[begin SOURCE RECORDS]
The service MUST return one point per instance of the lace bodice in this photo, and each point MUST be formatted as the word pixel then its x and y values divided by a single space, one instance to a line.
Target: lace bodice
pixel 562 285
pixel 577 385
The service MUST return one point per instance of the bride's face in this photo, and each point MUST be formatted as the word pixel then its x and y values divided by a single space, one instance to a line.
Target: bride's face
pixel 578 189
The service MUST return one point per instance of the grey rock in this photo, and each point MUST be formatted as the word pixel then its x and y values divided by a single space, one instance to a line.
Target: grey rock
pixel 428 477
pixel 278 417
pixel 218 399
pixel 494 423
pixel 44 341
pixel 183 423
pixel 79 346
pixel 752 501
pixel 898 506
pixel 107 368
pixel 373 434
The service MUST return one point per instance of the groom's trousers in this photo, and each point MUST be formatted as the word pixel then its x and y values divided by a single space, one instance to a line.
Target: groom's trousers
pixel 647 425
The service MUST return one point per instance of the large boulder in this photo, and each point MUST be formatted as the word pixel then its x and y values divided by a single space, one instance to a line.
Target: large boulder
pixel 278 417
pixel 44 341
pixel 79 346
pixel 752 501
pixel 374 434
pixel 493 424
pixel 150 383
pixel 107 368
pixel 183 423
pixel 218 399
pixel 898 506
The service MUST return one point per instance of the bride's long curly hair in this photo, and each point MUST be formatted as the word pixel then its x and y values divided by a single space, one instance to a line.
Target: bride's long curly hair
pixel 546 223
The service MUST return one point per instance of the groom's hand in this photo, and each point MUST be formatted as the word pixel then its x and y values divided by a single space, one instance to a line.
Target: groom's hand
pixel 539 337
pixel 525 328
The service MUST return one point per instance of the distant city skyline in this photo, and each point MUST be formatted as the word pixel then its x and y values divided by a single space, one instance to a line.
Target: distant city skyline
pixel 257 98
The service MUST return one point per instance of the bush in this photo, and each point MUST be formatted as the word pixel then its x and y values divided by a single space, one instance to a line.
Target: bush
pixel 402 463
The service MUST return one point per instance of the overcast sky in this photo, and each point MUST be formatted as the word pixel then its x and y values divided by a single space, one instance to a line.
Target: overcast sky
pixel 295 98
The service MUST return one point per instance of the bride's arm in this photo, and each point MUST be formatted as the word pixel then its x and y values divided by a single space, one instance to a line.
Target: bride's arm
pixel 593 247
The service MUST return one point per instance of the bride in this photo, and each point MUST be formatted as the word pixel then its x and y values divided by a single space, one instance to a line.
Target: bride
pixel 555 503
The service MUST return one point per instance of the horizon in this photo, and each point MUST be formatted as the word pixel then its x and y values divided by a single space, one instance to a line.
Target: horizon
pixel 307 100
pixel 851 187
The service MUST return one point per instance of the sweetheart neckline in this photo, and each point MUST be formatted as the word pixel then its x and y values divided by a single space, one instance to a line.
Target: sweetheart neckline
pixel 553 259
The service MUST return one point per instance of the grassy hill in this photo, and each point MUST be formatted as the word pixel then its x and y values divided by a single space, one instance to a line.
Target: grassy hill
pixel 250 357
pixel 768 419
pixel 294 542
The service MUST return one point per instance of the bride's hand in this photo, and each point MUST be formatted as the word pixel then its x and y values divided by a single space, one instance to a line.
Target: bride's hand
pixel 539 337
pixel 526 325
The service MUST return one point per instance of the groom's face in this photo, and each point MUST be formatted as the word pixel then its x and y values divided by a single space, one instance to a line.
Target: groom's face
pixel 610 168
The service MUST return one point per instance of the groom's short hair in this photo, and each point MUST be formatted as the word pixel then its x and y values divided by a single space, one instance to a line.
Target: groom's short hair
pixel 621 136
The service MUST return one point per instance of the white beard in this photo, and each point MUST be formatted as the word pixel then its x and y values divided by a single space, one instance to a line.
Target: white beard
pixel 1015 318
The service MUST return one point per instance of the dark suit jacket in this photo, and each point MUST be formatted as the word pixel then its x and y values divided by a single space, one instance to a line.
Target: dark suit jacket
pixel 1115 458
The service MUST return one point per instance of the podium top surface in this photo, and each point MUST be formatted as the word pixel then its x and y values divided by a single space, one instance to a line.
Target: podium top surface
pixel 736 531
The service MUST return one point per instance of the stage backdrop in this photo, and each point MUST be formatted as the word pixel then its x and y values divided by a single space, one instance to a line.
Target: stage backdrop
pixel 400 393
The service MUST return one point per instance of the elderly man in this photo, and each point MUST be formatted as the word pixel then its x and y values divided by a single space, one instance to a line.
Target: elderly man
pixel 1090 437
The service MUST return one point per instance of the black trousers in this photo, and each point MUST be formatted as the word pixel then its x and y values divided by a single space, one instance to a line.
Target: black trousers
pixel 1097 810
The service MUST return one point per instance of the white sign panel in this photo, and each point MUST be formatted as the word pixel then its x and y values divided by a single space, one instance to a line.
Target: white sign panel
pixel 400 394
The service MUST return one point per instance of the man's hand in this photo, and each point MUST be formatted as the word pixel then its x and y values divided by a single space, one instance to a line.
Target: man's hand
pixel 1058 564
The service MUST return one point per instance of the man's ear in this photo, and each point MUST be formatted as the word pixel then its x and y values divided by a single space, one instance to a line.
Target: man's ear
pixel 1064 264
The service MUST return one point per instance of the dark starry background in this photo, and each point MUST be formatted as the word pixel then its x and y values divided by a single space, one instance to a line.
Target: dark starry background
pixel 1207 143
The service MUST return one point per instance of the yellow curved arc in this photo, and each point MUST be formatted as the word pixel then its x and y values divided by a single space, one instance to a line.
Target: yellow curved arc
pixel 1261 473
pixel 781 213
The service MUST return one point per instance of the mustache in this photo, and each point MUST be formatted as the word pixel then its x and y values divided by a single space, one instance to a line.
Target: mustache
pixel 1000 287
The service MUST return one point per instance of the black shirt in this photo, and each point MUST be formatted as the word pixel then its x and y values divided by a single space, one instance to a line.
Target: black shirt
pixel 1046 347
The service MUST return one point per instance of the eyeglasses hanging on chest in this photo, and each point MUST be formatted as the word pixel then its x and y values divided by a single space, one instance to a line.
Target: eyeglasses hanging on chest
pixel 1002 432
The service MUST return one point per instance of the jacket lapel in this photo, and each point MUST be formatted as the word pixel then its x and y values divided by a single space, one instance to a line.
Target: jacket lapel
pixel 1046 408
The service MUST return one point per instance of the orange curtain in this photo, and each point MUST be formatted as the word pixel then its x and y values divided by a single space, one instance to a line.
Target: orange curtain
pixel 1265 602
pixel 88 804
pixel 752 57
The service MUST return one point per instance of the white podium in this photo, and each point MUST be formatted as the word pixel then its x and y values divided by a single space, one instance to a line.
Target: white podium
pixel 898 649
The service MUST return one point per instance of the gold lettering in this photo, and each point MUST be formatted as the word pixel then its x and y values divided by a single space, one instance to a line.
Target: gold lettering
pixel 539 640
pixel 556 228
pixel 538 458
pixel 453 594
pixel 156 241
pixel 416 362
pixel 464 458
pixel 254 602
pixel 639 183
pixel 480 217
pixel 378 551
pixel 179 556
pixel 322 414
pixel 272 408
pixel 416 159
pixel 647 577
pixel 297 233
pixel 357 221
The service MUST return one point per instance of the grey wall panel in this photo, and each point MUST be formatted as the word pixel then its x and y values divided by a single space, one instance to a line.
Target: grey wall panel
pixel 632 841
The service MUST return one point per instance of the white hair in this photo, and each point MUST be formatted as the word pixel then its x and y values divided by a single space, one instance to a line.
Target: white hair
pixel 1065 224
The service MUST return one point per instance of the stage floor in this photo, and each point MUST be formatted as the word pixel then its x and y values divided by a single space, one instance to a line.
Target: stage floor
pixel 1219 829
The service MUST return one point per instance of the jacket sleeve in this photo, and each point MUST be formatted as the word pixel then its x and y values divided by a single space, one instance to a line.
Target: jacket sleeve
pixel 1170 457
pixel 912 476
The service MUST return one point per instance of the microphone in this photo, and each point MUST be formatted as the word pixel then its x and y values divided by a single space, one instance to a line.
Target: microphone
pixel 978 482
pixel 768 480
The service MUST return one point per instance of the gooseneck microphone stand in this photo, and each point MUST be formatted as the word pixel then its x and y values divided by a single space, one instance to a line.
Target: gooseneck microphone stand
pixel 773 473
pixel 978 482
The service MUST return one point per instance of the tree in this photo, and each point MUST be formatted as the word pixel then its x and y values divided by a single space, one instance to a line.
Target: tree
[end SOURCE RECORDS]
## [EXERCISE INSTRUCTIONS]
Copy word for word the stretch from the start of the data through the line that contains "pixel 577 385", including that line.

## [ANSWER BELOW]
The service MUST return one point per instance of the lace bodice in this photo, and each point MUST be formatted as the word pixel then its x and y values divided by a single space, one instance to a line.
Target: lace bodice
pixel 562 285
pixel 577 385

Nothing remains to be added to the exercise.